— About this task —
The copy must match the data word for word and contain no pictures.

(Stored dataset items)
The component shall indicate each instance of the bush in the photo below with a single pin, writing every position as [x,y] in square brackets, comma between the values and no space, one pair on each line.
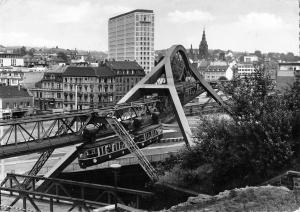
[259,140]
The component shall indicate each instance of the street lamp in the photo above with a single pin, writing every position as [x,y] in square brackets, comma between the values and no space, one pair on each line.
[116,168]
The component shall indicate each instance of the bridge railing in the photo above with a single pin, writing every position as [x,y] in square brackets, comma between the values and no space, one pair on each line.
[65,190]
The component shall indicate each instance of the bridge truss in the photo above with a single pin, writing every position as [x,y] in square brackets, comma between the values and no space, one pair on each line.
[177,82]
[174,82]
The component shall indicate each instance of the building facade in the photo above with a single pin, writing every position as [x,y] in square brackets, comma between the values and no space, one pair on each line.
[128,74]
[7,59]
[287,74]
[244,69]
[215,71]
[88,87]
[10,77]
[250,58]
[131,37]
[15,101]
[48,93]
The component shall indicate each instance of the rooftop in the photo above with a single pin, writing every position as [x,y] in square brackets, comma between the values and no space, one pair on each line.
[88,71]
[12,92]
[133,11]
[124,65]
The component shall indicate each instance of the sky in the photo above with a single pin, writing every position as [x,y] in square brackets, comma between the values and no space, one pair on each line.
[239,25]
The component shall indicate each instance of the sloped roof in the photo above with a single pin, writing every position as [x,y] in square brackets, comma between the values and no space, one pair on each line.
[124,65]
[12,92]
[30,78]
[88,71]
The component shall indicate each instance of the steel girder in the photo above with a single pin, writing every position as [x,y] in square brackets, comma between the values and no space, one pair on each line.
[162,81]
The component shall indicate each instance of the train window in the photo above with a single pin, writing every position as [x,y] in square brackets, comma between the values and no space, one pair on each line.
[90,152]
[108,148]
[104,150]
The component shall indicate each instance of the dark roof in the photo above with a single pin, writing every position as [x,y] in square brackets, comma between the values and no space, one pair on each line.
[12,92]
[88,71]
[124,65]
[133,11]
[290,63]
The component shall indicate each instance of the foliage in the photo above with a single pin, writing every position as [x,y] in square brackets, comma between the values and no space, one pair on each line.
[259,140]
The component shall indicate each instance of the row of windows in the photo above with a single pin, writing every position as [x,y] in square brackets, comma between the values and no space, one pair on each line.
[88,79]
[15,105]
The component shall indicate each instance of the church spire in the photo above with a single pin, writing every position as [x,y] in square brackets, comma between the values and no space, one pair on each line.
[203,47]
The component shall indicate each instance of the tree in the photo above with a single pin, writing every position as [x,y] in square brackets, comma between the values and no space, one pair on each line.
[259,141]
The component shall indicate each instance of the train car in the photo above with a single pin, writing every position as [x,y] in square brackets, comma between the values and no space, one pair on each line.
[110,147]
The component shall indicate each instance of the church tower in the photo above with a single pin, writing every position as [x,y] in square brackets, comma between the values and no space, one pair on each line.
[203,47]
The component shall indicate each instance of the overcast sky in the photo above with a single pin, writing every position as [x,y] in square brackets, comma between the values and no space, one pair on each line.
[243,25]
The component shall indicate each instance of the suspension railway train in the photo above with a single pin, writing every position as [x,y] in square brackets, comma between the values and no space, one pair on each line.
[145,130]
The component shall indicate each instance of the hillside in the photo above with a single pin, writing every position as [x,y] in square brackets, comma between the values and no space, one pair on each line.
[264,198]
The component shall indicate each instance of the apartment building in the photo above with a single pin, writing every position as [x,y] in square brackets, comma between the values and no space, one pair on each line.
[131,37]
[128,73]
[15,101]
[88,87]
[7,59]
[245,69]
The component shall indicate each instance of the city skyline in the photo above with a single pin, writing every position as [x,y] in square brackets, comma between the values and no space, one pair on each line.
[267,25]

— Expected answer —
The component shall indicate each instance of the bush in the photo below with a single pin, writing every position as [x,y] in square brackets, comma between the values and no space, one pair on each line.
[259,140]
The component shall indicate each instance of the street lamp in the photo above with a single pin, writing every position as [x,y] in square brackets, comma between the values and no space, one pair on each line.
[116,168]
The component shall indicate each instance of the bridge railing in the photo above with a single pin, writing every position as [x,y] in square brackets, comma between the values and no space, one pair on each line.
[65,190]
The component shall indicate each instance of the bridge truss in the photo above with a single pin, writing every position as [x,y] in square brackets, comma between the values and no space, one pair on each line.
[177,82]
[174,82]
The component shall indicate each instance of the building facade in the photo above with a single pin, writing every position as [x,y] in square brackets, comma between the values and no space, one pair on each line.
[128,74]
[7,59]
[287,74]
[244,69]
[215,71]
[88,87]
[10,77]
[250,58]
[131,37]
[15,101]
[48,93]
The component shall indicate each instance of the rooftop in the photo above with a single pin, writing every position as [x,y] in square brackets, comma between the values and no space, one pair on each line.
[88,71]
[12,92]
[133,11]
[124,65]
The component shall indicate each instance of the sky in the photo above with a single pin, writing every position as [x,y] in square brackets, comma between the values and no space, one pair on each line.
[239,25]
The component shall indicate each instance of the sloped roof in the photo above with a single pin, writing every position as [x,y] in square brackets, comma between the values and no space, one pair on each line.
[124,65]
[12,92]
[30,78]
[88,71]
The component shall indicate each instance of the steel girder in the photo above with a single pin, writing every position as [x,y] in square brackets, comma between the values and no space, one pair on each line.
[162,81]
The component shall indicate each instance of the train window in the photo above with a single pin, writing every position as [x,y] in square brackets, comma between the values and no space, one pair on each line.
[90,152]
[108,148]
[104,150]
The component shall indicate each instance of the dark roof in the photo above with a single pin, writing every position as [x,y] in square brackets, comma between the values and no space, one pair on each line.
[12,92]
[88,71]
[124,65]
[133,11]
[290,63]
The component shall indicate each instance of the foliage in the photo above with a single pin, writing every position as [x,y] in square brackets, comma between the values and no space, one pair on each line.
[259,140]
The component shall indicate each instance of the row of windows in the photo above with a single pin, writing every position as [x,y] in square brackets, comma between the values and no space, one pair on each line.
[88,79]
[15,105]
The component shall indicate each instance of the church spire in the photo above with a single pin, writing every position as [x,y] in square brackets, comma between the values and no space, one pair on each line.
[203,47]
The component shall indicate each instance of the tree in the photo above with a single pin, writing every position as [x,y] in square brackets, comma between the values and no space, one pair on each line.
[259,141]
The component shall indicate each instance of the train car in the photo above with a single pin, writing every position as [x,y] in square brackets, comma between the values and no space, one pair on each line.
[110,147]
The component shall indicate each instance of the church tower in the photo above with a single pin, writing every position as [x,y] in square brackets, comma between the values and no space, one pair on each line.
[203,47]
The component shall indicate each instance of the overcast sky in the photo above with a single pin, writing every position as [x,y] in square brackets, comma between the values and no space, one pair on each line.
[243,25]
The component shall indicate each instance of the suspension railway train in the photo above with a single pin, writing every position as [x,y] in square brackets, comma between the values and no space, one pair on each line.
[145,130]
The component shall indicate each instance of the hillside in the photo above with a single pin, writing every position as [x,y] in square brackets, comma between the values and no space, one pair on each line.
[264,198]
The component shall indicate each instance of the apartment building in the photo above with a single pin, writing every position as [x,y] in square brackets, comma between the values and no space, one pair on each line.
[131,37]
[128,73]
[15,101]
[88,87]
[7,59]
[245,69]
The component shall indicate each instance of the city skyline in the photo above with a single pin, writing every position as [x,y] in square brackets, comma between the values and no space, one pair on each line.
[267,25]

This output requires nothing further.